[[ THE RECORDS, beginning ]]

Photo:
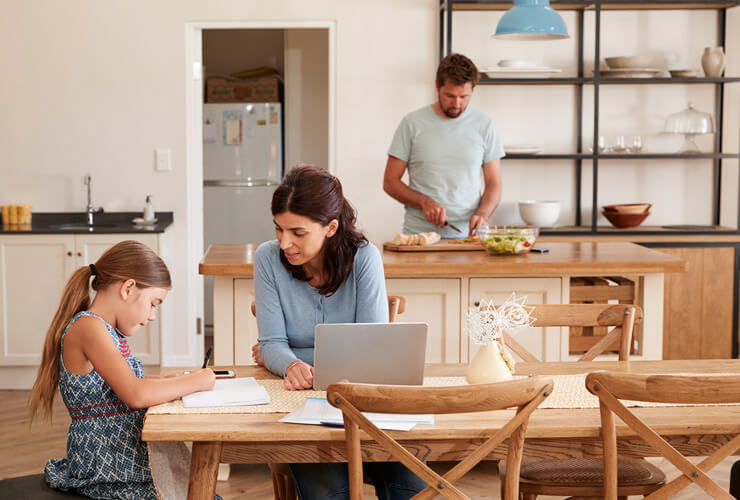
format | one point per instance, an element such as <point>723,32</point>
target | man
<point>445,147</point>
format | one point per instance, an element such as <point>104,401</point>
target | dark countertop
<point>76,223</point>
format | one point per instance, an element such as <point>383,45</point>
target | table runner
<point>569,391</point>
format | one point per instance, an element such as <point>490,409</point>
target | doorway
<point>302,56</point>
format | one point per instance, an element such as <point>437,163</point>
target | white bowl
<point>539,213</point>
<point>516,63</point>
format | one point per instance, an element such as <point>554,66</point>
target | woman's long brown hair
<point>125,260</point>
<point>315,193</point>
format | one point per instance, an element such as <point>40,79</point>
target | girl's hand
<point>205,379</point>
<point>256,355</point>
<point>298,376</point>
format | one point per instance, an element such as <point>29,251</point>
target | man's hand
<point>298,376</point>
<point>256,356</point>
<point>476,220</point>
<point>433,211</point>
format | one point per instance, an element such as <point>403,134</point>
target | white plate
<point>520,72</point>
<point>631,72</point>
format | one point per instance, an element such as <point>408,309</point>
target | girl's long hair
<point>315,193</point>
<point>125,260</point>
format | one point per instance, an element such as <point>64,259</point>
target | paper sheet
<point>318,411</point>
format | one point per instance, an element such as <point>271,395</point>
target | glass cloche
<point>690,122</point>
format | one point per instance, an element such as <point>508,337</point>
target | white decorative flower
<point>487,322</point>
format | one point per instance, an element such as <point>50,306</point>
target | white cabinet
<point>548,344</point>
<point>33,272</point>
<point>435,301</point>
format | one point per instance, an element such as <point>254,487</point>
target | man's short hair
<point>457,69</point>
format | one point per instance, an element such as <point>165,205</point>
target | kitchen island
<point>439,288</point>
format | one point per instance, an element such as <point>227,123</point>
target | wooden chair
<point>282,482</point>
<point>622,317</point>
<point>583,477</point>
<point>352,399</point>
<point>610,387</point>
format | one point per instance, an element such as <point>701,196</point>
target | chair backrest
<point>622,317</point>
<point>525,394</point>
<point>396,305</point>
<point>610,387</point>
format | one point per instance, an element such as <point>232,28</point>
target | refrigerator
<point>242,165</point>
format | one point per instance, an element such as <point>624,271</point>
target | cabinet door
<point>697,315</point>
<point>548,344</point>
<point>33,272</point>
<point>435,302</point>
<point>145,343</point>
<point>245,324</point>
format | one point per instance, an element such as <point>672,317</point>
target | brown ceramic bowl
<point>625,220</point>
<point>628,208</point>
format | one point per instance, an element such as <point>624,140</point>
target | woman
<point>321,269</point>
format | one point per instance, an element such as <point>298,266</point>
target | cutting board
<point>442,246</point>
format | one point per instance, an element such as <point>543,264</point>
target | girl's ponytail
<point>76,298</point>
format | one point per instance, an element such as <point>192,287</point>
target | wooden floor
<point>25,450</point>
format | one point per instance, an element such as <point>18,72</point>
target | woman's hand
<point>256,356</point>
<point>298,376</point>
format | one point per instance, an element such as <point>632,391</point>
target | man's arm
<point>395,187</point>
<point>491,194</point>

[[ THE RECORDS, end ]]

→ **YOUR TASK**:
All lines from the one that contains "such as <point>543,264</point>" through the end of the listing above should be copied exactly, with nothing else.

→ **OUTPUT OF THE EXERCISE**:
format | one point per instance, an element such as <point>543,264</point>
target | girl's ponytail
<point>76,298</point>
format | one point per instance, an element such as <point>192,287</point>
target | wooden floor
<point>25,450</point>
format | one point per instance, an element such as <point>18,72</point>
target | woman's hand
<point>256,356</point>
<point>298,376</point>
format | one point per instance, an element such as <point>632,391</point>
target | man's arm
<point>395,187</point>
<point>491,194</point>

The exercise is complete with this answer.